**PAGE EXTRACT**
Thread: Trying to understand hazard pointer implementation

  1. #46
    Registered User
    Join Date
    Dec 2009
    Posts
    83
    Quote Originally Posted by King Mir View Post
    An acquire fence will prevent loads from being moved before the fence, but will not prevent load from being moved bellow. So your code is equivalent to:
    Code:
    for(;;)
     {
       __atomic_thread_fence( __ATOMIC_ACQUIRE );
       local_c0 = c0;
       local_c1 = c1;
       if( local_c0 == c0 and local_c1 == c1 )
         if( local_c0 > local_c1 )
           printf( "uh-oh! c0 is %llu and c1 is %llu\n", local_c0, local_c1 );
     }
    That's not very useful.
    I think you are right. I'm in the process of checking.

    An acquire barrier is not a yield. It does not in any way signal anything to another thread. All it does it prevent your compiler and hardware from reordering instructions and forces memory consistency. At most this may cause a stall on some architectures until cache changes are visible from other cores.
    Yes. That was not the misunderstanding; rather, I had forgotten that loads could down below a load barrier. I was treating it as if it were a barrier to the movement of loads in *both* directions.

    My current thought (not yet confirmed) is I actually need a full memory barrier here.

    This would I think also explain something I saw in McKenney's sample hazard pointer code, where he was using a full barrier where I thought a load barrier would be enough.

  2. #47
    Registered User
    Join Date
    Dec 2009
    Posts
    83
    Mir, do you have any sources you can let me know of?

    I'm been looking for confirmation of this (from sources I trust) and I can't find any.

    I've not found anything which disproves it, either.

    I think I remember reading it a long time ago, perhaps in some MSDN docs, but I have no idea now.

[Object pointing dataset rows]
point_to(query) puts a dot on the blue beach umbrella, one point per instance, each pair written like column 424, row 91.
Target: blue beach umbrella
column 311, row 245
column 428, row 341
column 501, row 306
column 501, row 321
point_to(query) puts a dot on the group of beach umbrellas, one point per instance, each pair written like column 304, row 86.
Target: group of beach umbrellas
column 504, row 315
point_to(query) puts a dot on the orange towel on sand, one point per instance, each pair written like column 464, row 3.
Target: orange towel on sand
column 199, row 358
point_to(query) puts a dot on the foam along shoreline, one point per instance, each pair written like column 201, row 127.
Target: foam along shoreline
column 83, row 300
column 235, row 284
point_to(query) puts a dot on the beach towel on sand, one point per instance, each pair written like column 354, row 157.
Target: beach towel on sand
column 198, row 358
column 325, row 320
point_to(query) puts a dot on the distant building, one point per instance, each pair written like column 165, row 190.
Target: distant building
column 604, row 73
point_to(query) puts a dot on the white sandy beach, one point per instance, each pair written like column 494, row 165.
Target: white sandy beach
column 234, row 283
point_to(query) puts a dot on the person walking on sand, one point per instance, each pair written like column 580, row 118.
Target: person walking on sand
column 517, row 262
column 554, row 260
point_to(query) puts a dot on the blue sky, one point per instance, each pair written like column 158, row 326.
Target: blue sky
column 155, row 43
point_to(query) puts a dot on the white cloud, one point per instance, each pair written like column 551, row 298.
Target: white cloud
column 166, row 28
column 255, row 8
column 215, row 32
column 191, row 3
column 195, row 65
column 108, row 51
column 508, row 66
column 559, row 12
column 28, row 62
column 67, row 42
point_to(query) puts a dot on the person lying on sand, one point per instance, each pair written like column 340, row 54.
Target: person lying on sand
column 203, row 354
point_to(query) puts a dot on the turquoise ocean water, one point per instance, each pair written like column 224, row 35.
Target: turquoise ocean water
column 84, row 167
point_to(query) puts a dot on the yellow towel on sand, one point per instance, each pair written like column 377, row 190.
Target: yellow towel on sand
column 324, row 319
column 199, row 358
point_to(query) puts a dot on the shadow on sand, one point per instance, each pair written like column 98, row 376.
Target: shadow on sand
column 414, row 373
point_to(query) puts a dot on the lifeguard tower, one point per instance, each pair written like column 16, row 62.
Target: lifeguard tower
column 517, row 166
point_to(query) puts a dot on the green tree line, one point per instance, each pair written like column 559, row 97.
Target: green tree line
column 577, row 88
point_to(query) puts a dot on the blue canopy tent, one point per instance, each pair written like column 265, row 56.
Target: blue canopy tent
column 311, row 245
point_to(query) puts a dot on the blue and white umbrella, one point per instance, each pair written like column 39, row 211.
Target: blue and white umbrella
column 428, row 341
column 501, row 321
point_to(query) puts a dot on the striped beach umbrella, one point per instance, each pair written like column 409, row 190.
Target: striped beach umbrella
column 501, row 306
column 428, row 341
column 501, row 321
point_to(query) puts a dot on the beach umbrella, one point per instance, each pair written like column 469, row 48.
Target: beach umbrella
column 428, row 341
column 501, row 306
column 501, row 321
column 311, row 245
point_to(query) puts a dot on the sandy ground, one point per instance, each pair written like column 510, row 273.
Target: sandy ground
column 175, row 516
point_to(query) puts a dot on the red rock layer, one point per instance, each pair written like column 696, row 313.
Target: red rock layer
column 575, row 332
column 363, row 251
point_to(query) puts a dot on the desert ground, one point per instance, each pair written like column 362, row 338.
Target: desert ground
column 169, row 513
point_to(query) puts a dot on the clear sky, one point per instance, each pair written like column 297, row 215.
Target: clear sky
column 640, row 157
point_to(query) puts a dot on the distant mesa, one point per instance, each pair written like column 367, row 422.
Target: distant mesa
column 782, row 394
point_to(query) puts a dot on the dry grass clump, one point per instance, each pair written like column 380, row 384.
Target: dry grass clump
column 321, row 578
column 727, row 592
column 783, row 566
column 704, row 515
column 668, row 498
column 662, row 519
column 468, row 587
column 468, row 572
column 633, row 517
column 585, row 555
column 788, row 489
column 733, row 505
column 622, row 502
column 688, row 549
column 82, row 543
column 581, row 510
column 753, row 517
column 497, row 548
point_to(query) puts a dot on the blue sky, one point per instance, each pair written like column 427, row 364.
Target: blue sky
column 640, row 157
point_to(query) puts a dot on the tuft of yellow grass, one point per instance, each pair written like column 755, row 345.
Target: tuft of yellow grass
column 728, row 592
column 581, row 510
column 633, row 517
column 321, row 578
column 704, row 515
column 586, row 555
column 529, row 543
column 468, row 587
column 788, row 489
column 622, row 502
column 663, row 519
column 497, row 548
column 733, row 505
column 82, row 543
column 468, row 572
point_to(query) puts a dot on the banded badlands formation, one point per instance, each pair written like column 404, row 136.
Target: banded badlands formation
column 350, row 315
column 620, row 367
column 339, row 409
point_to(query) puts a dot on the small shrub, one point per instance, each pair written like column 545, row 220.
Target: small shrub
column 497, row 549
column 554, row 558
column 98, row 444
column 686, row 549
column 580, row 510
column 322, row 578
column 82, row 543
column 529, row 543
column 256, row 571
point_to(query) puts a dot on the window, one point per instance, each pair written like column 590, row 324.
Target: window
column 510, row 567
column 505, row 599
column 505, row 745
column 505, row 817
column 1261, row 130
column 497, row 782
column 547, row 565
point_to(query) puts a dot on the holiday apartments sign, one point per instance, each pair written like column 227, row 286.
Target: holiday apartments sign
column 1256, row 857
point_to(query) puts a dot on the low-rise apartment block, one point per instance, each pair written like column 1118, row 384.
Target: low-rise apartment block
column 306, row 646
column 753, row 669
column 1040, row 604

**TASK INSTRUCTIONS**
Rewrite the passage of the hazard pointer thread starting with "if( local_c0 >" and going on through "from other cores.", putting "load barrier" in place of "acquire barrier".

**SOLUTION TO THE EXERCISE**
if( local_c0 > local_c1 )
           printf( "uh-oh! c0 is %llu and c1 is %llu\n", local_c0, local_c1 );
     }
    That's not very useful.
    I think you are right. I'm in the process of checking.

    An load barrier is not a yield. It does not in any way signal anything to another thread. All it does it prevent your compiler and hardware from reordering instructions and forces memory consistency. At most this may cause a stall on some architectures until cache changes are visible from other cores.